_EXERCISE GOAL_
Render each line of the entries below as a JSON list of strings, one string per line, leaving out blank lines and the pictures.
★ ★ ★ ★ ★ ★ ★
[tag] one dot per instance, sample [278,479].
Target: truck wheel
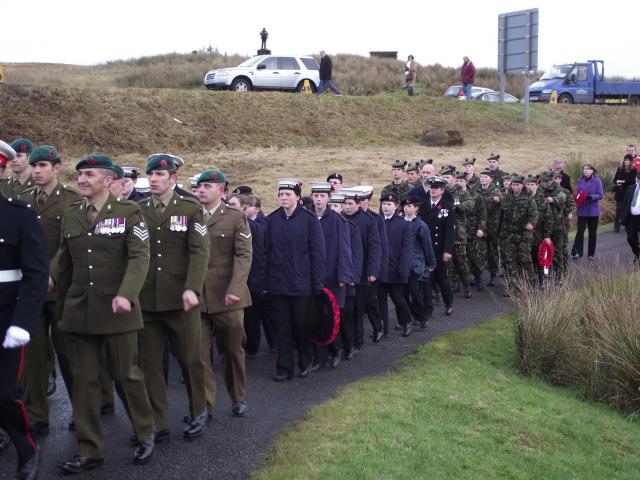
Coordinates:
[241,85]
[565,98]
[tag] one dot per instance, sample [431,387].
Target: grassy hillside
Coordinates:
[258,137]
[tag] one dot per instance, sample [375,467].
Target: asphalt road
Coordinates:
[231,448]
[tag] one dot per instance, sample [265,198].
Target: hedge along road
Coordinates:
[231,448]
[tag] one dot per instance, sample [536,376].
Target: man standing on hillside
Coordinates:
[326,71]
[467,74]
★ ★ ★ ★ ★ ★ ★
_RESPONSE_
[
  "[tag] one dot per instance, sample [278,479].",
  "Target: truck wheel",
  "Coordinates:",
  "[241,85]",
  "[565,98]",
  "[tag] one dot per instance, sample [431,387].",
  "Target: grassy hillside",
  "Coordinates:",
  "[258,137]",
  "[tag] one dot per instance, sample [375,467].",
  "Target: asphalt road",
  "Coordinates:",
  "[231,448]",
  "[tag] one dot per instance, sample [265,198].",
  "Target: hedge along road",
  "Coordinates:",
  "[231,448]",
  "[tag] one dot per instance, sample [536,376].",
  "Target: man standing on hillside",
  "Coordinates:",
  "[326,71]",
  "[467,74]"
]